- _INSTRUÇÕES_:
Transcreva na íntegra o trecho abaixo sobre a barragem subterrânea no Semiárido, sem alterar uma palavra ou sinal.

- _TRECHO FORNECIDO_:
Estudo conduzido pela Embrapa Solos (RJ)
avaliou os impactos econômicos para agricultores que possuem uma
barragem subterrânea instalada em suas propriedades no Semiárido
brasileiro. Levando em conta o período de 18 anos analisado, entre 2006 e
2023, foi verificado um incremento anual médio de 375 Kg na produção,
que gerou uma renda excedente de R$ 7.361,10 por hectare para os
adotantes da tecnologia social em relação aos agricultores que não a
possuem em suas terras.
Já
o estudo de avaliação de impactos econômicos, sociais, ambientais e
institucionais da barragem subterrânea realizado pela Embrapa há muitos
anos, e cujos resultados são apresentados anualmente no seu Balanço
Social, apontou que a relação dos Benefícios e Custos (B/C) em 2023 foi
de 2,27, o que significa que cada R$ 1,00 investido pela Empresa nessa
tecnologia social gerou um retorno R$ 2,27 para a sociedade.

- _MATERIAL FORNECIDO_:
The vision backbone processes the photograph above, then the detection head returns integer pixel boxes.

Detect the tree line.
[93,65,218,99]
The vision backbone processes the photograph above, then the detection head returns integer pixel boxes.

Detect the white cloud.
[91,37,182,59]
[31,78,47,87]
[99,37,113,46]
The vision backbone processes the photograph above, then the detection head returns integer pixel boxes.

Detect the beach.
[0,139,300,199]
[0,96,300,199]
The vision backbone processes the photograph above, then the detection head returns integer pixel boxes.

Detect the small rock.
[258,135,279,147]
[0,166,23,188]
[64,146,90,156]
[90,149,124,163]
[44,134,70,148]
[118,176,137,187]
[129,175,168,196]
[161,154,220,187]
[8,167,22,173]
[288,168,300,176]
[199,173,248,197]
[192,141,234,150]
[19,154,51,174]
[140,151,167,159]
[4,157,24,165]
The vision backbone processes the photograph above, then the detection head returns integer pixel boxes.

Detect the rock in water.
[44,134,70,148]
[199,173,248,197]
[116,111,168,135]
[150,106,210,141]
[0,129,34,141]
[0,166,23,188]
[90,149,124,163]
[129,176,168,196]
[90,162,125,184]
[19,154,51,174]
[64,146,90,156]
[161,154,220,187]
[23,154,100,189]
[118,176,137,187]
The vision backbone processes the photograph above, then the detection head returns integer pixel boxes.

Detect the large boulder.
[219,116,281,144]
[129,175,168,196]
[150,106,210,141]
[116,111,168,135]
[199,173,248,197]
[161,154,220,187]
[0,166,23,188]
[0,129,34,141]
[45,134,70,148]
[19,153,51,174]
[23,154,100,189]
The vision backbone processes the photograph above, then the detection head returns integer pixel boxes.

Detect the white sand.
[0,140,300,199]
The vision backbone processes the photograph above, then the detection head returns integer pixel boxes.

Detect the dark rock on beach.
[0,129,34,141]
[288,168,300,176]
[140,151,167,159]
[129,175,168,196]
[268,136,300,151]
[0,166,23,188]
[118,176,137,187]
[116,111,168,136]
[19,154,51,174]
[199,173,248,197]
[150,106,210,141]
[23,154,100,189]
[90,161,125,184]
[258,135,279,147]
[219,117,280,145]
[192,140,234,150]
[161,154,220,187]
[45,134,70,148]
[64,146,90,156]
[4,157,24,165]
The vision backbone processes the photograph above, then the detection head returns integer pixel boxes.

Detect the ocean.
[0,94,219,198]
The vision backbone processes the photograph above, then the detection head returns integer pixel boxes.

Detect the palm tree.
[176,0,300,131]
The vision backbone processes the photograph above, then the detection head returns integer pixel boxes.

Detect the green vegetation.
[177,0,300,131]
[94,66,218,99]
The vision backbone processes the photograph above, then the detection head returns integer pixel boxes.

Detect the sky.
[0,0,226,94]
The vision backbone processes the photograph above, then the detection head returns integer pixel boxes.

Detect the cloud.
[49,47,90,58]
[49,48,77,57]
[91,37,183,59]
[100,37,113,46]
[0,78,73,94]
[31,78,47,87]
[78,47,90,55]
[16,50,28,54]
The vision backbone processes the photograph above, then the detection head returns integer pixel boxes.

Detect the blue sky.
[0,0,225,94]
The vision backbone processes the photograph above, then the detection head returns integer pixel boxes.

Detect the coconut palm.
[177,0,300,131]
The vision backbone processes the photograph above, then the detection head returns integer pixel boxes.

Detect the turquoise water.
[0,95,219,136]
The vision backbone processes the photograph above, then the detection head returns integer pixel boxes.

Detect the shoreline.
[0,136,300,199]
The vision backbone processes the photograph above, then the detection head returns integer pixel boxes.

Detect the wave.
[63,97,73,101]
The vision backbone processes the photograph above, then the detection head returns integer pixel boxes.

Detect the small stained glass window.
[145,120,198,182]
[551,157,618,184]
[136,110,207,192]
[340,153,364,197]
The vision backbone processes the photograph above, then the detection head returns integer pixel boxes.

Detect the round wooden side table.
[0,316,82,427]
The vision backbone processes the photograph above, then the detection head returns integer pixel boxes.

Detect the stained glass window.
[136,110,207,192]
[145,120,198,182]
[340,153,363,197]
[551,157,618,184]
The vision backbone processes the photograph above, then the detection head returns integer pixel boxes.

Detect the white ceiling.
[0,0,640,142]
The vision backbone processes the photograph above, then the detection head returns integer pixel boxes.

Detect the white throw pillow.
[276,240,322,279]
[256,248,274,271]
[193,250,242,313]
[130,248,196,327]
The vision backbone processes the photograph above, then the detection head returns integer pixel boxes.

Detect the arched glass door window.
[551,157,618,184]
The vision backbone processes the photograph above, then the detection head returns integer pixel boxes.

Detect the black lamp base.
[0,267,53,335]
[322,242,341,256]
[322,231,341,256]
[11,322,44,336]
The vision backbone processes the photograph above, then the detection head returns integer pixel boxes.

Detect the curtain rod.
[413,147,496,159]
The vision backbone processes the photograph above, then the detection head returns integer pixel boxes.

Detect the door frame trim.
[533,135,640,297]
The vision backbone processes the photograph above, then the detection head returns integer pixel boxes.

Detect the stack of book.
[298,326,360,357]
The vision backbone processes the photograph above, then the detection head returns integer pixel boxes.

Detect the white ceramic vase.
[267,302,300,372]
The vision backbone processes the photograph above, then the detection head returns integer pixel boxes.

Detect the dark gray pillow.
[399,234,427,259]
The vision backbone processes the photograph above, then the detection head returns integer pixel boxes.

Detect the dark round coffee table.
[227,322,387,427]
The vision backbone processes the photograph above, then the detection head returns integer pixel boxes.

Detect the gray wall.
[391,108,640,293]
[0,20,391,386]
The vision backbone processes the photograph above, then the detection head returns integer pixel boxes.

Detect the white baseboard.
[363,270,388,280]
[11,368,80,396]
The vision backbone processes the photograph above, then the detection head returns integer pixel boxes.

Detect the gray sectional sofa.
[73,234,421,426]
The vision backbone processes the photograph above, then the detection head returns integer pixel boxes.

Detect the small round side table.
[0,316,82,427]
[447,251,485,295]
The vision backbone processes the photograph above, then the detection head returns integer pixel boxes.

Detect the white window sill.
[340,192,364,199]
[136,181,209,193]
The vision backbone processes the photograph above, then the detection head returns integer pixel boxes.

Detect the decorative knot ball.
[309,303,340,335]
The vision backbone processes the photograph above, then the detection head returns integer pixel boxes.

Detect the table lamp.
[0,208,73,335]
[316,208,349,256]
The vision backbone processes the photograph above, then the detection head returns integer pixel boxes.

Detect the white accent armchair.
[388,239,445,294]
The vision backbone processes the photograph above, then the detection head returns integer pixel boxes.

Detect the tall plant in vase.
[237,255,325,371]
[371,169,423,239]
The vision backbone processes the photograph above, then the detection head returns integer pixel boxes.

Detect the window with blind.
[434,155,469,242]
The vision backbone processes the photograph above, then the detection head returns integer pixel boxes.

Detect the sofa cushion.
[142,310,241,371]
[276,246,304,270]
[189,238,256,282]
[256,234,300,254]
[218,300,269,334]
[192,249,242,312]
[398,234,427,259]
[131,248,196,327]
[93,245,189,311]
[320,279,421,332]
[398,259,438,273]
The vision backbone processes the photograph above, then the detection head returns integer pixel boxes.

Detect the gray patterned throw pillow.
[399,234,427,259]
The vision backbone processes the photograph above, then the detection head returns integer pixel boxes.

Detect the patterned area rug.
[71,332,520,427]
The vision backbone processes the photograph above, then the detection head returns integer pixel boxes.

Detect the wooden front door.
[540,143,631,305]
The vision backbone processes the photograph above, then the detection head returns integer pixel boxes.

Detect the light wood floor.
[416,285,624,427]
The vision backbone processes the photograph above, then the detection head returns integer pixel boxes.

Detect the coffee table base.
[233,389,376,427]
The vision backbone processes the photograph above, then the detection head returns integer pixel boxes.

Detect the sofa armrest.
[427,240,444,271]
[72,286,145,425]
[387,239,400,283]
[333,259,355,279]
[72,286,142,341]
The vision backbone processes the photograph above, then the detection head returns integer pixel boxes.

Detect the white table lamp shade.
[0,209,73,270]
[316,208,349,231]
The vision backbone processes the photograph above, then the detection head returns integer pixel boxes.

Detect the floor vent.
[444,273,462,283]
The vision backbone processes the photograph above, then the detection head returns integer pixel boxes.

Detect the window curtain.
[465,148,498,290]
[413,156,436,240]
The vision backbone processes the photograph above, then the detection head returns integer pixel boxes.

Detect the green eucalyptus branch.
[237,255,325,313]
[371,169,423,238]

* * *

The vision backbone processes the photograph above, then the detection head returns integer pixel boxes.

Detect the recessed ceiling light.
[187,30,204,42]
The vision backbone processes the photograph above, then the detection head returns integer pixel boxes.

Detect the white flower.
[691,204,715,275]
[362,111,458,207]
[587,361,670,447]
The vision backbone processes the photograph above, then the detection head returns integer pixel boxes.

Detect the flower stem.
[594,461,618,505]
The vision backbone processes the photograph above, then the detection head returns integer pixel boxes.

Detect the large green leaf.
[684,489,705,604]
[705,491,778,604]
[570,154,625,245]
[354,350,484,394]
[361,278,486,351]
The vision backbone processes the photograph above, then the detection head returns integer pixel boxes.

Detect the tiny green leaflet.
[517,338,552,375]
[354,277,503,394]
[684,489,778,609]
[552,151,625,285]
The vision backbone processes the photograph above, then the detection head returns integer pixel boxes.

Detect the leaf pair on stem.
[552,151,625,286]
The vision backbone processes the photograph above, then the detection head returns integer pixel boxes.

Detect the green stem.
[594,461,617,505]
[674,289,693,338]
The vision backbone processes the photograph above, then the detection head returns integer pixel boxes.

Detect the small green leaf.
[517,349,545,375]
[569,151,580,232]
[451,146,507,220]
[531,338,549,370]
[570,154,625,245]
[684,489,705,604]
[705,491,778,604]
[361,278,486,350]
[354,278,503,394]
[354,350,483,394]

...

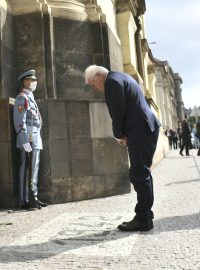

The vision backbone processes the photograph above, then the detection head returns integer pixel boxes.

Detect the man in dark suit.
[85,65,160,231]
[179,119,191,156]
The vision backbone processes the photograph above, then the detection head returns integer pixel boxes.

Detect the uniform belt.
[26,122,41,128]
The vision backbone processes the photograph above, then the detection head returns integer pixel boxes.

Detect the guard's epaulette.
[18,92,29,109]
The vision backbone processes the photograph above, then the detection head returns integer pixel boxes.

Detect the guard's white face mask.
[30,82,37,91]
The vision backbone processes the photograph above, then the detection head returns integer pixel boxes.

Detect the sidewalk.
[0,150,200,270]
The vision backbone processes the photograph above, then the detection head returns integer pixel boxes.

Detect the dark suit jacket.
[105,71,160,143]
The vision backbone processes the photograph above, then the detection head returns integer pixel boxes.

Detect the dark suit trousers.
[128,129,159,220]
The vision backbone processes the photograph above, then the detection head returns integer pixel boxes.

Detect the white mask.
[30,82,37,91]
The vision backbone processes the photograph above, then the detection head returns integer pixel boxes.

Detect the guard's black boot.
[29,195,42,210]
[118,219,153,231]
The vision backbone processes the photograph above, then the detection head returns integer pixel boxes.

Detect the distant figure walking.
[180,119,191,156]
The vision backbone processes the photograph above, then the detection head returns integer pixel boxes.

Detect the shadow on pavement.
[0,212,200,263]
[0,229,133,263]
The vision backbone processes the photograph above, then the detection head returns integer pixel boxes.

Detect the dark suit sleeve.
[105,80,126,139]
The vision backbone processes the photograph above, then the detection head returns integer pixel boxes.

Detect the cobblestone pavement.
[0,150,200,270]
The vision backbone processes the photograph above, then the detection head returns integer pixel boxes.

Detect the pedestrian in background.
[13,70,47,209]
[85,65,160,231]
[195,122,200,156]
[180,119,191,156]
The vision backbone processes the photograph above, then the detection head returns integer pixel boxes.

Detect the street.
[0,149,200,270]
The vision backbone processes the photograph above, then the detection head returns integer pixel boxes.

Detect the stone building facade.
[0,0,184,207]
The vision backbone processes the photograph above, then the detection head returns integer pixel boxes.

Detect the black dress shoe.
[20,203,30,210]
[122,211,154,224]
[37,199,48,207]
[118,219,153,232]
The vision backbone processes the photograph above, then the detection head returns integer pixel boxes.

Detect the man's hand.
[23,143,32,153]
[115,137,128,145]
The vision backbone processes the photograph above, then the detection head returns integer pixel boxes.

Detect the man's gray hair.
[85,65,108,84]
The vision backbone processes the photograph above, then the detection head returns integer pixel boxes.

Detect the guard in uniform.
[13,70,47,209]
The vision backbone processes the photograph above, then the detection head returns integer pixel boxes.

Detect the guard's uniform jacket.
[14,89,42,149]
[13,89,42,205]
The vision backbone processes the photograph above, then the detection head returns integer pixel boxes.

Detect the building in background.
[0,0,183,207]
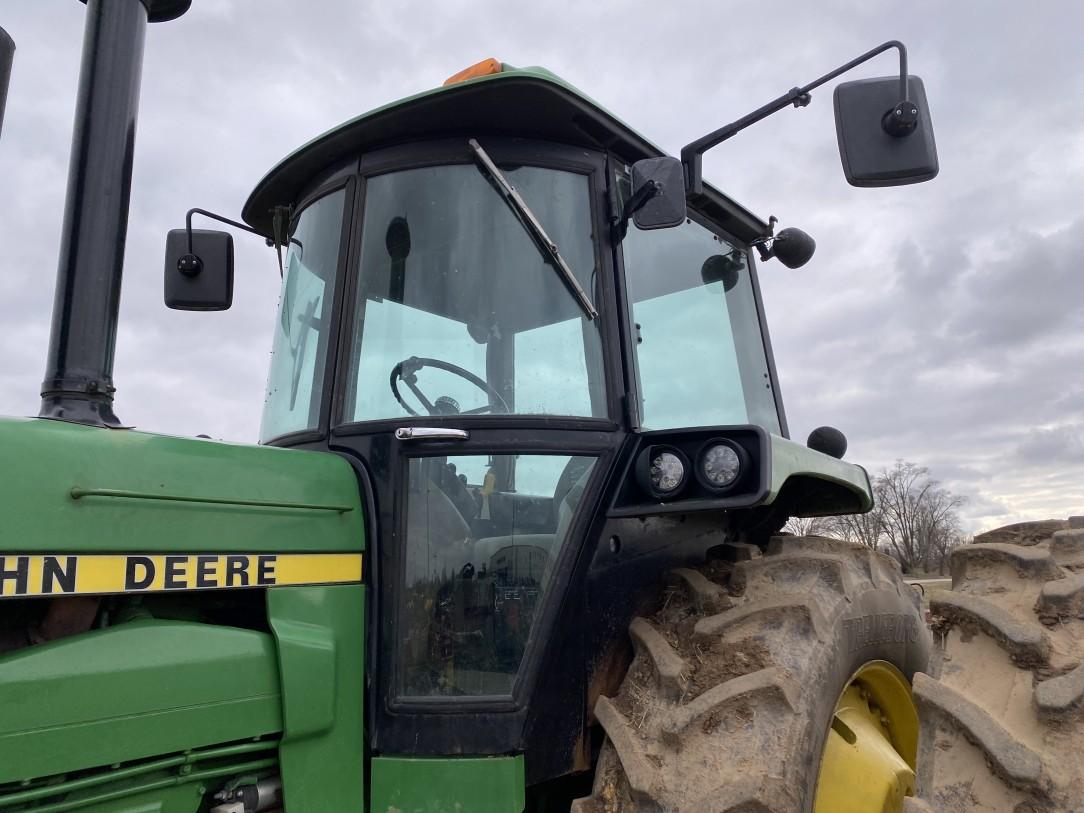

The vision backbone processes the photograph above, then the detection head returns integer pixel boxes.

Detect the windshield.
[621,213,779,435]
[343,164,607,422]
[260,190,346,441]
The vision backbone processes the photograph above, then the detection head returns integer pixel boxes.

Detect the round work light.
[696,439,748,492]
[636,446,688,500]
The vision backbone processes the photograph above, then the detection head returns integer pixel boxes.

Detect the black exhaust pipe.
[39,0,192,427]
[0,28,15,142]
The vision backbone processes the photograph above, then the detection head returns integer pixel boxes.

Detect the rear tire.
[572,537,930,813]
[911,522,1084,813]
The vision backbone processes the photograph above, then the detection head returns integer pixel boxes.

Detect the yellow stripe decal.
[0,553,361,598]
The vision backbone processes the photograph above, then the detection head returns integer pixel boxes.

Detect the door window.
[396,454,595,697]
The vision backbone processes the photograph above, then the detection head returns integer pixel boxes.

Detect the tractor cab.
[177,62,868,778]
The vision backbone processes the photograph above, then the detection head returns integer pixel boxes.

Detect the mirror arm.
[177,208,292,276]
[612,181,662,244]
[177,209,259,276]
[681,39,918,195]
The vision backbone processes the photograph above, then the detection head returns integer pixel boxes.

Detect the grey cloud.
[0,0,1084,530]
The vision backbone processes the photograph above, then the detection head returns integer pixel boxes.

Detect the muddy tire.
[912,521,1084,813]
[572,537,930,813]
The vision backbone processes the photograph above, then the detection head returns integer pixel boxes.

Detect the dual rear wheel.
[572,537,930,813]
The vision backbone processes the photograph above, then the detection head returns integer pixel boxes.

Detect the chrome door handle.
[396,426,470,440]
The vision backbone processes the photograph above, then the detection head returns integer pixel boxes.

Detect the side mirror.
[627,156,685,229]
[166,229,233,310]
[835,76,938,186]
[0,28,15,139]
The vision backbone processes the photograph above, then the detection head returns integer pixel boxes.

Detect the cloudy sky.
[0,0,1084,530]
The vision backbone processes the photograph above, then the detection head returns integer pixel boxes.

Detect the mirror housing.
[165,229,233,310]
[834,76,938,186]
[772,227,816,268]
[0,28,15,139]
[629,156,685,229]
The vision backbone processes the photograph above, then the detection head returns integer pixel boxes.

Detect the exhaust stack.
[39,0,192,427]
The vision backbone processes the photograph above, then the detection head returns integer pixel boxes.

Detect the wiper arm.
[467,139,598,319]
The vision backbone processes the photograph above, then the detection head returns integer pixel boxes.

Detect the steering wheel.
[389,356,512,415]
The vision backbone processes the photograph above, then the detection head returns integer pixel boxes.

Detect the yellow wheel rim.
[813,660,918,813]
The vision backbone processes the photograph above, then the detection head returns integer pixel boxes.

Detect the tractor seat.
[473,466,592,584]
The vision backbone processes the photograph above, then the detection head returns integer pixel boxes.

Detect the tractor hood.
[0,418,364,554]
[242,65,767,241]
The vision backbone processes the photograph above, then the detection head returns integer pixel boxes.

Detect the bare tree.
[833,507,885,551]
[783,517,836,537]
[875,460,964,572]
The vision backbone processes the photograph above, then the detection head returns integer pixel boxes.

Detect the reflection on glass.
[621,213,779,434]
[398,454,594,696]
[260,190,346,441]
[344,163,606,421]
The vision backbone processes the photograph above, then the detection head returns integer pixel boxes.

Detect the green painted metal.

- _RESOLUÇÃO DO EXERCÍCIO_:
Estudo conduzido pela Embrapa Solos (RJ)
avaliou os impactos econômicos para agricultores que possuem uma
barragem subterrânea instalada em suas propriedades no Semiárido
brasileiro. Levando em conta o período de 18 anos analisado, entre 2006 e
2023, foi verificado um incremento anual médio de 375 Kg na produção,
que gerou uma renda excedente de R$ 7.361,10 por hectare para os
adotantes da tecnologia social em relação aos agricultores que não a
possuem em suas terras.
Já
o estudo de avaliação de impactos econômicos, sociais, ambientais e
institucionais da barragem subterrânea realizado pela Embrapa há muitos
anos, e cujos resultados são apresentados anualmente no seu Balanço
Social, apontou que a relação dos Benefícios e Custos (B/C) em 2023 foi
de 2,27, o que significa que cada R$ 1,00 investido pela Empresa nessa
tecnologia social gerou um retorno R$ 2,27 para a sociedade.